**Provided information**
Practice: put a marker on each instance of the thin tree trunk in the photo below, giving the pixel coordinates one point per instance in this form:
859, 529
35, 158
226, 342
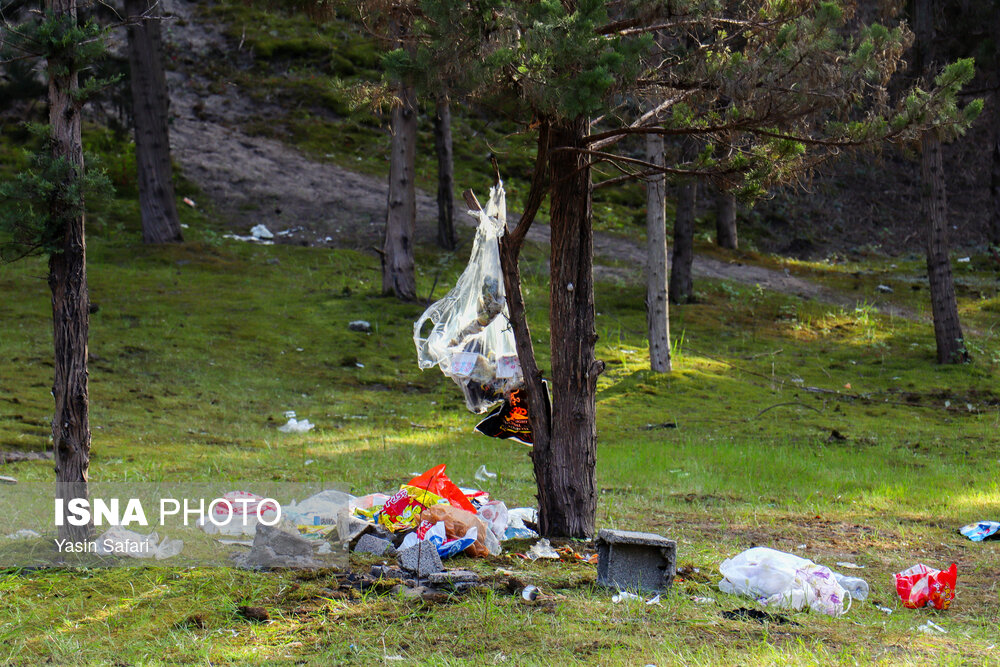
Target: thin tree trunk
725, 221
947, 328
398, 275
446, 173
995, 184
565, 470
681, 282
150, 102
68, 283
657, 307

**Brief**
Print the whole listing above line for line, leaving out the pictures.

**Problem solution**
Practice: put a marker on each instance of the thin tree trunk in the photo below, giving the pixel coordinates one point per instance in this form:
859, 529
35, 158
226, 342
Target: thin tree trunk
725, 221
947, 328
398, 275
446, 173
995, 184
565, 470
681, 282
150, 102
68, 283
657, 307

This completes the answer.